Set problem 1:
In the news excerpt below, list the four problems that Villalobos says any lasting answer must address in his quoted remark.

Document section:

== == ==

Villalobos highlights the importance of improving food systems and agriculture to fight violence and forced migration.

“CIMMYT is the center with the most effective maize and wheat breeding programs in the world,” said Víctor Villalobos, Mexico’s Agriculture and Rural Development secretary, during his keynote address at the Borlaug Dialogue. (Photo: Mary Donovan/CIMMYT)
“CIMMYT is the center with the most effective maize and wheat breeding programs in the world,” said Víctor Villalobos, Mexico’s Agriculture and Rural Development secretary, during his keynote address at the Borlaug Dialogue. (Photo: Mary Donovan/CIMMYT)

Víctor Villalobos, Mexico’s Agriculture and Rural Development secretary, delivered a keynote speech about the inextricable links between agriculture, forced migration and peace at the Borlaug Dialogue hosted in Des Moines, Iowa, by the World Food Prize Foundation.

Villalobos argued for adopting an integrated development approach to improve food production systems in the developing world, particularly in the Northern Triangle of Central America, with an aim to offer development opportunities to subsistence farmers and help halt forced migration.

“Any lasting answer to environmental degradation, violence, famine and forced migration demands our best collective effort, which is not the fight of one generation but the lasting legacy of Norman Borlaug, and of anybody who has ever engaged in this Borlaug Dialogue,” he said.

According to Villalobos, who is also honorary chair of the Board of Trustees of the International Maize and Wheat Improvement Center (CIMMYT), Mexico is committed to investing in innovation, science and research to make whole grains farming more sustainable and profitable. Among other initiatives, Mexico is scaling out a sustainable research and development project between Mexico and CIMMYT called MasAgro.

== == ==

Provided data:

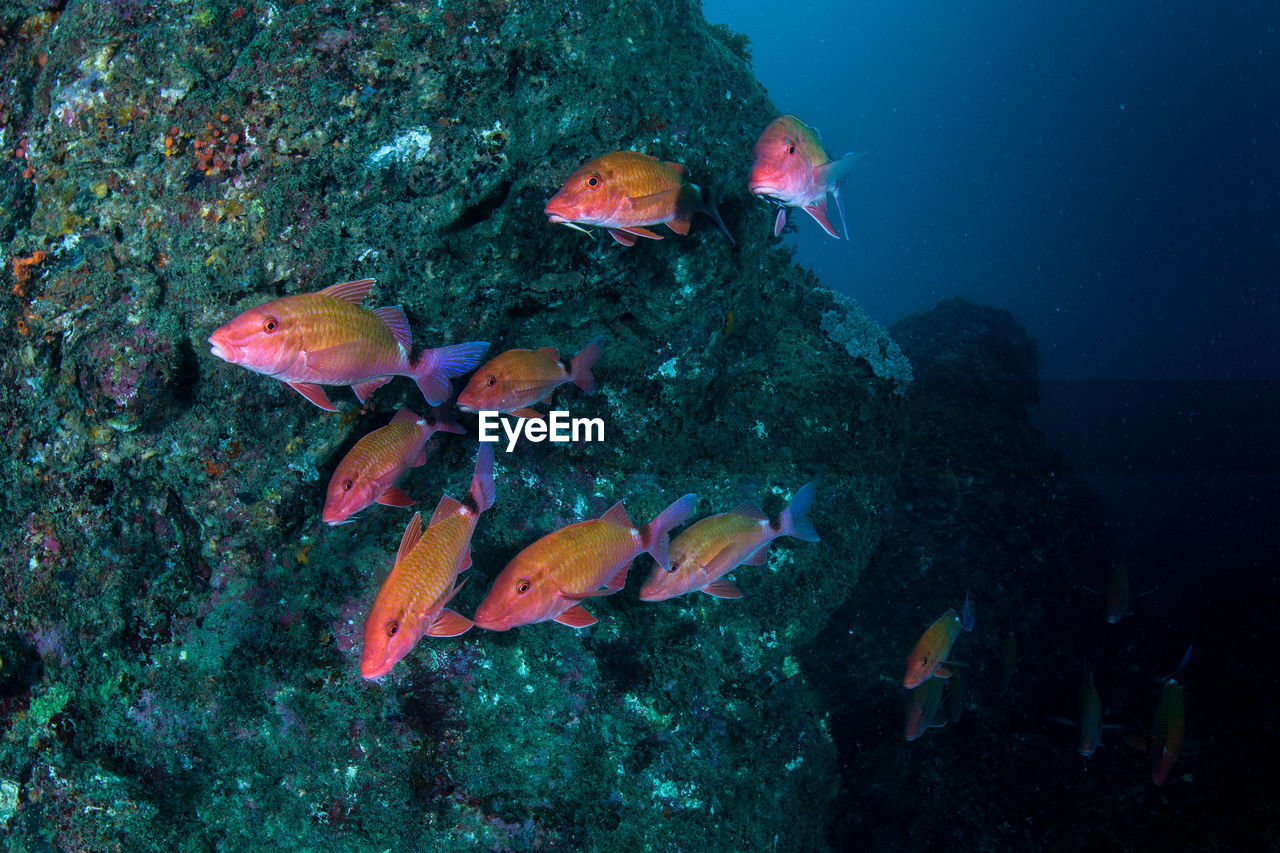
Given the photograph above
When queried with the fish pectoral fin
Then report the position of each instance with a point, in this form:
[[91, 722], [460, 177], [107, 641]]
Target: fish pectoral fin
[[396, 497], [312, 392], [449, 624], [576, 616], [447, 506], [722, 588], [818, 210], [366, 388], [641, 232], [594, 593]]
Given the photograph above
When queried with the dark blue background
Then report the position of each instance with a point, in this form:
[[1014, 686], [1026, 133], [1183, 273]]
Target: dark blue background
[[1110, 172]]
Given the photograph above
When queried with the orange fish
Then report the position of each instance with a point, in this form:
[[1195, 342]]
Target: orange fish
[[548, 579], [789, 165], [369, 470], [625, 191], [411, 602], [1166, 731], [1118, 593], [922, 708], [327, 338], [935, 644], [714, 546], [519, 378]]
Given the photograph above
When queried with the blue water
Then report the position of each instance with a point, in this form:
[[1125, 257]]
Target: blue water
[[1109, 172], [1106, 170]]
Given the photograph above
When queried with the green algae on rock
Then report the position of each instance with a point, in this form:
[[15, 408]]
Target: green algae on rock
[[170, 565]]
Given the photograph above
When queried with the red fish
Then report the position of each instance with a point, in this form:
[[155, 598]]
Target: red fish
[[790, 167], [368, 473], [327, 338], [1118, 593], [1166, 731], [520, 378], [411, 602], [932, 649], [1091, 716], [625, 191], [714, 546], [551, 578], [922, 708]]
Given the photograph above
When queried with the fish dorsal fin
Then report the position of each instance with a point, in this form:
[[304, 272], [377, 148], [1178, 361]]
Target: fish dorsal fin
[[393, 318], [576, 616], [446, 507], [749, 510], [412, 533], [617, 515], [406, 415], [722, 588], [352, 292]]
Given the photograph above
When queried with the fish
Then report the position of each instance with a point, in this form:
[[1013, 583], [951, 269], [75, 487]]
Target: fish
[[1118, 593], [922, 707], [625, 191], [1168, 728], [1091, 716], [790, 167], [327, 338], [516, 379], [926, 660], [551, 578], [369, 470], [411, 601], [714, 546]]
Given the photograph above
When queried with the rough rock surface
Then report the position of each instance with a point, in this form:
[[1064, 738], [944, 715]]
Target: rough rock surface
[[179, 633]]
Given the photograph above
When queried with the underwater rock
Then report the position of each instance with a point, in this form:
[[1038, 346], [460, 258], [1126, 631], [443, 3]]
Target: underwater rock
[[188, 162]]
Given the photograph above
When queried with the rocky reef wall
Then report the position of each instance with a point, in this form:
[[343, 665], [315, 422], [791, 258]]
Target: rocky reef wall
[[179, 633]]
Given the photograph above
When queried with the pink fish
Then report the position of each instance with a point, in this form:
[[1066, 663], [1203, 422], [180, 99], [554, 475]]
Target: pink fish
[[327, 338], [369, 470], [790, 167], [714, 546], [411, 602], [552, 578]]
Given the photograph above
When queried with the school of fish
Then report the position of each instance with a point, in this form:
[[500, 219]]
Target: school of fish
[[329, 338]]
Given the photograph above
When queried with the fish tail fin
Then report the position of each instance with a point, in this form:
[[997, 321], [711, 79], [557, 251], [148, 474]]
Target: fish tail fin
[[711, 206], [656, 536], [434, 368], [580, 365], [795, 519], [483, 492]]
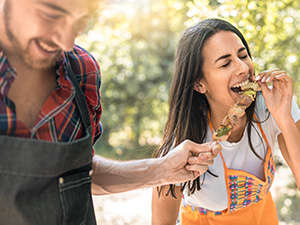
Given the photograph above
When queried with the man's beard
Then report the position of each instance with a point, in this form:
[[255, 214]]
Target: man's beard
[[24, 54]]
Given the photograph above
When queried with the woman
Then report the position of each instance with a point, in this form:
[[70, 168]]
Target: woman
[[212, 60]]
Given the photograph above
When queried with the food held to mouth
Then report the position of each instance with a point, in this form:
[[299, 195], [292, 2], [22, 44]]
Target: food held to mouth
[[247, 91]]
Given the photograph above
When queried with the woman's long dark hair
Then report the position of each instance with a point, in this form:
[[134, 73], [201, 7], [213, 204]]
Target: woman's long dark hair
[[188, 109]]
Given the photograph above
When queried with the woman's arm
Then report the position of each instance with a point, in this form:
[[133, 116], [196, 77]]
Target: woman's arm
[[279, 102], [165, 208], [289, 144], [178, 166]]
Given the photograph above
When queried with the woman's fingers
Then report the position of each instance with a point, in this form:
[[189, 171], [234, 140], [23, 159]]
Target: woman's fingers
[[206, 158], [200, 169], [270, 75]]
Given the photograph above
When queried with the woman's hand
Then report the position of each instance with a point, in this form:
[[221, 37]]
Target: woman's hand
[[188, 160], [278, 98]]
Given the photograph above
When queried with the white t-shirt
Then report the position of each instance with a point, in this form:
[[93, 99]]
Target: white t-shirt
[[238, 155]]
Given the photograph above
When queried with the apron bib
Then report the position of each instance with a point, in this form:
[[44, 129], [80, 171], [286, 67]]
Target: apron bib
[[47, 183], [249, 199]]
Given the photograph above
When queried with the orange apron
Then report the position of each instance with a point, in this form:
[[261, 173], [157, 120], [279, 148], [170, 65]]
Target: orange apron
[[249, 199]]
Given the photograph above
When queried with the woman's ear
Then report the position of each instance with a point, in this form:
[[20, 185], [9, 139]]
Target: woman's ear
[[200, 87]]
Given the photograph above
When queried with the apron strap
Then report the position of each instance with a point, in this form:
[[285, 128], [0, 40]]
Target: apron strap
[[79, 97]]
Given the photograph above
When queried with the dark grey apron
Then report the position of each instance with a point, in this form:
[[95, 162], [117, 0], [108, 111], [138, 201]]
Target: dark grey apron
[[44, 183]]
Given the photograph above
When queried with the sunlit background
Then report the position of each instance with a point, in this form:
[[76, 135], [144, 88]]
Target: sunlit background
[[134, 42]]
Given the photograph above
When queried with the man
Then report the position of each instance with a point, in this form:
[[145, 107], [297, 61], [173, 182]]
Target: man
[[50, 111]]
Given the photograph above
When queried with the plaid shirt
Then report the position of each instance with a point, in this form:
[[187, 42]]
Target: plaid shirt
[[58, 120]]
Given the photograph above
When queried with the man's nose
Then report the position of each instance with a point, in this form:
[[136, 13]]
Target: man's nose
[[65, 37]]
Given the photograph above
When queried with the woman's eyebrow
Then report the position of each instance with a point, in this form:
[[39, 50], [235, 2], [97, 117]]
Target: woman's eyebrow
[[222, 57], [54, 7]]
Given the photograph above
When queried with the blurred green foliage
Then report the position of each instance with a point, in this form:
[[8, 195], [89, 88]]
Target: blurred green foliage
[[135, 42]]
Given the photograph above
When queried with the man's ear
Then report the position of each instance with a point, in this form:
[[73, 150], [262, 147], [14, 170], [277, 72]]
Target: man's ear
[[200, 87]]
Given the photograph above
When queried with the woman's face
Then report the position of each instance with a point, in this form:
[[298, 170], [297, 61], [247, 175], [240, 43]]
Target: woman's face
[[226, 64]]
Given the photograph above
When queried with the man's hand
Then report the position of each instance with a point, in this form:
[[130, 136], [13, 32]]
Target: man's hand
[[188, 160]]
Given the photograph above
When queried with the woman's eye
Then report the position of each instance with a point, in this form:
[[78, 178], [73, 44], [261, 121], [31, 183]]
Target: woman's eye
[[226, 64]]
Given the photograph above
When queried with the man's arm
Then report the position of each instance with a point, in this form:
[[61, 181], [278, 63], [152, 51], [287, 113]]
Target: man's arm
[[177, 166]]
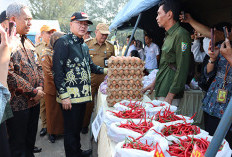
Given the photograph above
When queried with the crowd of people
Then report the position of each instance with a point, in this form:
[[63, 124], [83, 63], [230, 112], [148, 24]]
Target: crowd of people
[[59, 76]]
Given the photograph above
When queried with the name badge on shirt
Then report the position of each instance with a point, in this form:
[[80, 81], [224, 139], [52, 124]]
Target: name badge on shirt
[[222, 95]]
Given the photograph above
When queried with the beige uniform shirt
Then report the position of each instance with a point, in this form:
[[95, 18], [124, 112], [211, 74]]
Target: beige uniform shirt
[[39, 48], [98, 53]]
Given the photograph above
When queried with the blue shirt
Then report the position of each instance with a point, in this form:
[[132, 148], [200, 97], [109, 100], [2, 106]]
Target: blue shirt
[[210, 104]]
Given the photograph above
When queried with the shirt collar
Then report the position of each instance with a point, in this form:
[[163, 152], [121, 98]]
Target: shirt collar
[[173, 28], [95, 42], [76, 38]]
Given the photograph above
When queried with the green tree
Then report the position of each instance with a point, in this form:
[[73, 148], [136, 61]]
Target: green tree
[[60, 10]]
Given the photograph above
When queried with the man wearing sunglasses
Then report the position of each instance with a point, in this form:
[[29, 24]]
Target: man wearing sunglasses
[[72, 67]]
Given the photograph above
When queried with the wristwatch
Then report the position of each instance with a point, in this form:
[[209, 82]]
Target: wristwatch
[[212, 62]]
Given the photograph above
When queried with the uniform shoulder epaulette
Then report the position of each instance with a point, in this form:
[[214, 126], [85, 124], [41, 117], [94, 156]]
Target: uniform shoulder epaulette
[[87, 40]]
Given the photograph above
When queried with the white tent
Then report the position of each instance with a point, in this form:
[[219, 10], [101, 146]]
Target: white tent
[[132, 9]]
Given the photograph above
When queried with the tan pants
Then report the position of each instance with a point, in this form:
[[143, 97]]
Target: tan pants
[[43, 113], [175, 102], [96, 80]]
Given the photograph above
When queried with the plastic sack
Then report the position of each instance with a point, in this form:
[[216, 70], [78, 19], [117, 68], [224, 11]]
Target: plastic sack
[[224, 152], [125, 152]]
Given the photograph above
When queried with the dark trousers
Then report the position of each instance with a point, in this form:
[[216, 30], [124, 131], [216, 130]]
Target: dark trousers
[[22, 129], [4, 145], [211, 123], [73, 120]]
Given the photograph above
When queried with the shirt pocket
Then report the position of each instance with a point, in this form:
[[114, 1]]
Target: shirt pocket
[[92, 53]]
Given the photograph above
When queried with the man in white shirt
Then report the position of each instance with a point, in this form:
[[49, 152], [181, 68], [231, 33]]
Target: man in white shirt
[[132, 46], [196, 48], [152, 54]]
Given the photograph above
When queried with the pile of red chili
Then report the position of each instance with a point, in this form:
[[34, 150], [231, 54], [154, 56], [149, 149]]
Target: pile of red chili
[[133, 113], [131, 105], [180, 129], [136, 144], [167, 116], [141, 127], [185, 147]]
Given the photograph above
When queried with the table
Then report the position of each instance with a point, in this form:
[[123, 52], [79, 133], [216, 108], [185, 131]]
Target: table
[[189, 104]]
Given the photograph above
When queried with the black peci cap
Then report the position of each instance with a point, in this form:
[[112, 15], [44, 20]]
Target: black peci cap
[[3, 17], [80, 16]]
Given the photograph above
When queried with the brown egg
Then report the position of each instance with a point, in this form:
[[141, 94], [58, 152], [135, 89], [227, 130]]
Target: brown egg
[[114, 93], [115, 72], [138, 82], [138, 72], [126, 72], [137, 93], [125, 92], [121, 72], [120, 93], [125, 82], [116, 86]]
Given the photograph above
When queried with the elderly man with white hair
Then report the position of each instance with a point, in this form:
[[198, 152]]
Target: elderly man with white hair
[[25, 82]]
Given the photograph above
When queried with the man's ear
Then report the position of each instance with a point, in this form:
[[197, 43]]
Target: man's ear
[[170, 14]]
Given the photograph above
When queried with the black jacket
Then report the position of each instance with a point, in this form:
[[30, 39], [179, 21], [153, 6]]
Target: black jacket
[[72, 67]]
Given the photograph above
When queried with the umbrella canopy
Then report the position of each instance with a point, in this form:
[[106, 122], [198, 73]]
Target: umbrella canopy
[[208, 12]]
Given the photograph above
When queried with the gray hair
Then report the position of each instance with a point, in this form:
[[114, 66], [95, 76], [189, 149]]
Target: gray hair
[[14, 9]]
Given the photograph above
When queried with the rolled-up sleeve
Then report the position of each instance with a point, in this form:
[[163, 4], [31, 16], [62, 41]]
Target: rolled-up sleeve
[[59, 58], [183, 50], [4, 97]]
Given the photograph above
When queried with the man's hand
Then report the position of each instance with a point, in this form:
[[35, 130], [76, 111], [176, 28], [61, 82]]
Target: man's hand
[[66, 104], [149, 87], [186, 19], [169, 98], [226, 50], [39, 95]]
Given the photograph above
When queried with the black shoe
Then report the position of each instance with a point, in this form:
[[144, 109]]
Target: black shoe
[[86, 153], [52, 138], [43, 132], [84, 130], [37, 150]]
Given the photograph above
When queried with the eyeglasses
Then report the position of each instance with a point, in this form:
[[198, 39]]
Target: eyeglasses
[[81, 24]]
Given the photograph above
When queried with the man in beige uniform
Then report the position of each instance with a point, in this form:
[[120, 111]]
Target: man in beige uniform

== == ==

Set problem 2:
Swap "pectoral" for "pelvic" in the records, starting at the beginning of the records and ending after the line that contains "232], [594, 593]]". Omit the pictures from your answer.

Exercise answer 1:
1. environmental degradation
2. violence
3. famine
4. forced migration

Exercise answer 2:
Given the photograph above
When queried with the fish pelvic fin
Then report the position of each instance with a point, in this form:
[[91, 722], [460, 177], [107, 641]]
Target: fish pelvic fin
[[396, 497], [312, 392], [449, 624], [576, 616], [447, 506], [722, 588], [818, 210], [366, 388], [641, 232], [594, 593]]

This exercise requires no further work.